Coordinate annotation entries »
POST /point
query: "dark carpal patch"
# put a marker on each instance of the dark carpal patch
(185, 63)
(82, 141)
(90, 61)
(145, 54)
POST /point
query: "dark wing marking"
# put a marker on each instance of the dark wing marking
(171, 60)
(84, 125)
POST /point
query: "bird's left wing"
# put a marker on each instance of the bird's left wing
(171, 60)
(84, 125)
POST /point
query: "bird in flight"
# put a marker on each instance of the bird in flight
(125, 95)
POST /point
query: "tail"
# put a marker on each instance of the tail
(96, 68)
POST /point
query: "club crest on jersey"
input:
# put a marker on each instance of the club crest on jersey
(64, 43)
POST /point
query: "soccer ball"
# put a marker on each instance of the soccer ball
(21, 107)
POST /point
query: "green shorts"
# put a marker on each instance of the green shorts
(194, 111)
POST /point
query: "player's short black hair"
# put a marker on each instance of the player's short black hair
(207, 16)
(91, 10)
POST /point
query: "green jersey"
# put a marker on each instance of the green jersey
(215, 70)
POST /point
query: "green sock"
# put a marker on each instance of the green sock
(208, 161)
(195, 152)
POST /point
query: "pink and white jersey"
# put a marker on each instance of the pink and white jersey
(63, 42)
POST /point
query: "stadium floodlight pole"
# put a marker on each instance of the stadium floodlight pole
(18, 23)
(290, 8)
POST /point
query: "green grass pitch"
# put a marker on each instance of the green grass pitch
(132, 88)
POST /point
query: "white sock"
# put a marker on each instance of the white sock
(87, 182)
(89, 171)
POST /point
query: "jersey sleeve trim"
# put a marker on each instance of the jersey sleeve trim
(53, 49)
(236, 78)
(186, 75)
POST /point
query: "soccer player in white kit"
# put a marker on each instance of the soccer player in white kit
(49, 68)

Exercise brief »
Reproduce the listing shown above in its entirety, exactly.

The solution »
POST /point
query: "dark carpal patch"
# put a marker on each instance of the dark carpal patch
(185, 63)
(82, 141)
(90, 61)
(145, 54)
POST /point
query: "dark wing marking"
# put a marker on each instance of the dark wing marking
(171, 60)
(84, 125)
POST /point
query: "bird's left wing"
# put a marker on each instance of the bird's left wing
(171, 60)
(84, 125)
POST /point
query: "bird in flight"
# put a marker on each instance of the bird in flight
(125, 95)
POST /point
query: "tail"
# put a marker on each instance of the tail
(96, 68)
POST /point
query: "club crest on jersey"
input:
# put a marker on each instance of the club crest on jersey
(64, 43)
POST /point
query: "soccer ball"
# put a marker on each instance of the soccer ball
(21, 107)
POST /point
query: "green shorts"
# put a marker on each instance of the green shorts
(194, 111)
POST /point
query: "player's short black hair"
# put a marker on each instance of the player's short black hair
(207, 16)
(91, 10)
POST /point
query: "green jersey"
# put a marker on each instance of the green jersey
(215, 70)
POST /point
query: "green sock"
# put a marker on each instance of the green sock
(208, 161)
(195, 152)
POST /point
query: "pink and white jersey"
# put a marker on each instance of the pink and white jersey
(63, 42)
POST /point
query: "stadium floodlight pole"
# put a marker on each instance of the stadium floodlight pole
(18, 23)
(290, 8)
POST /point
query: "green grass pitch"
# put a marker on each instance of the green grass pitch
(132, 88)
POST /point
query: "white sock"
# put a marker on each instance of the white sock
(87, 182)
(89, 171)
POST /point
query: "jersey sleeve trim"
# put a marker on each instance of the jersey sleeve trim
(53, 49)
(236, 78)
(186, 75)
POST /point
query: "soccer player in white kit"
# put a marker on each instance of the soccer player in white kit
(49, 68)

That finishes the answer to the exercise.